### PROBLEMS AND TASKS
1. Reproduce the PyTorch excerpt word for word, from its first line through its last.
2. Extract each line of the entries that contains the string "pediment", matching case exactly.

Simple neural networks with layers applied on top of one another can be implemented as `torch.nn.Sequential` - just add a list of pre-built modules and let it train.

In [20]:
import torch, torch.nn as nn
import torch.nn.functional as F
from torch.autograd import Variable

# a special module that converts [batch, channel, w, h] to [batch, units]
class Flatten(nn.Module):
    def forward(self, input):
        return input.view(input.size(0), -1)

Let's start with a dense network for our baseline:

In [69]:
# [batch, 3, 64, 64]

model_1 = nn.Sequential()

model_1.add_module('conv2d', nn.Conv2d(in_channels=3, out_channels=128, kernel_size=(3, 3)))

model_1.add_module('conv2d_relu', nn.ReLU())

model_1.add_module('maxpool2d', nn.MaxPool2d((2, 2)))

model_1.add_module('flatten', Flatten())

model_1.add_module('dense1', nn.Linear(128 * 31 * 31, 1024))

model_1.add_module('dense1_relu', nn.ReLU())

model_1.add_module('dense1_dropout', nn.Dropout(0.3))

model_1.add_module('dense2_logits', nn.Linear(1024, 200))

In [70]:
model = model_1

As in our basic tutorial, we train our model with negative log-likelihood aka crossentropy.

In [71]:
def compute_loss(X_batch, y_batch):
    X_batch = Variable(torch.FloatTensor(X_batch)).cpu()
    y_batch = Variable(torch.LongTensor(y_batch)).cpu()
    logits = model.cpu()(X_batch)
    return F.cross_entropy(logits, y_batch).mean()

### Training on minibatches
* We got 100k images, that's way too many for a full-batch SGD. Let's train on minibatches instead
* Below is a function that splits the training sample into minibatches

In [72]:
opt = torch.optim.SGD(model.parameters(), lr=0.01)

### DATA SECTION
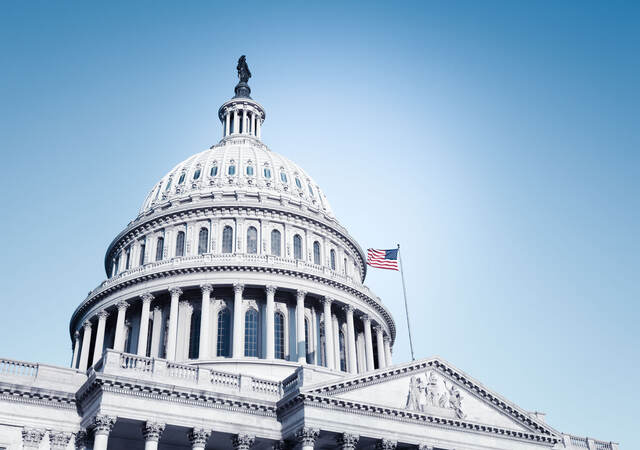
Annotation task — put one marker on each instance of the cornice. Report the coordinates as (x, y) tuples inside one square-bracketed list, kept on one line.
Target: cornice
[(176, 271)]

* * *

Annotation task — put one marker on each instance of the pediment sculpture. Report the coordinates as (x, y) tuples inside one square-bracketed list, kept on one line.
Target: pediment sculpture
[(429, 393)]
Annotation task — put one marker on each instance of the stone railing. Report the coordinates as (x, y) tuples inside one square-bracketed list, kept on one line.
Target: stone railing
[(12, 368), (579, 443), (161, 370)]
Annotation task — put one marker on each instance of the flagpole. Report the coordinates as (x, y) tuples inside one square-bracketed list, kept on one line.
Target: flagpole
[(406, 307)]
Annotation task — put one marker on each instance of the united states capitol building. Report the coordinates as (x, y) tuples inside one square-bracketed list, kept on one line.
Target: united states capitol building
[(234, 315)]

### ANSWERS BELOW
1.
Simple neural networks with layers applied on top of one another can be implemented as `torch.nn.Sequential` - just add a list of pre-built modules and let it train.

In [20]:
import torch, torch.nn as nn
import torch.nn.functional as F
from torch.autograd import Variable

# a special module that converts [batch, channel, w, h] to [batch, units]
class Flatten(nn.Module):
    def forward(self, input):
        return input.view(input.size(0), -1)

Let's start with a dense network for our baseline:

In [69]:
# [batch, 3, 64, 64]

model_1 = nn.Sequential()

model_1.add_module('conv2d', nn.Conv2d(in_channels=3, out_channels=128, kernel_size=(3, 3)))

model_1.add_module('conv2d_relu', nn.ReLU())

model_1.add_module('maxpool2d', nn.MaxPool2d((2, 2)))

model_1.add_module('flatten', Flatten())

model_1.add_module('dense1', nn.Linear(128 * 31 * 31, 1024))

model_1.add_module('dense1_relu', nn.ReLU())

model_1.add_module('dense1_dropout', nn.Dropout(0.3))

model_1.add_module('dense2_logits', nn.Linear(1024, 200))

In [70]:
model = model_1

As in our basic tutorial, we train our model with negative log-likelihood aka crossentropy.

In [71]:
def compute_loss(X_batch, y_batch):
    X_batch = Variable(torch.FloatTensor(X_batch)).cpu()
    y_batch = Variable(torch.LongTensor(y_batch)).cpu()
    logits = model.cpu()(X_batch)
    return F.cross_entropy(logits, y_batch).mean()

### Training on minibatches
* We got 100k images, that's way too many for a full-batch SGD. Let's train on minibatches instead
* Below is a function that splits the training sample into minibatches

In [72]:
opt = torch.optim.SGD(model.parameters(), lr=0.01)

2.
Annotation task — put one marker on each instance of the pediment sculpture. Report the coordinates as (x, y) tuples inside one square-bracketed list, kept on one line.
Target: pediment sculpture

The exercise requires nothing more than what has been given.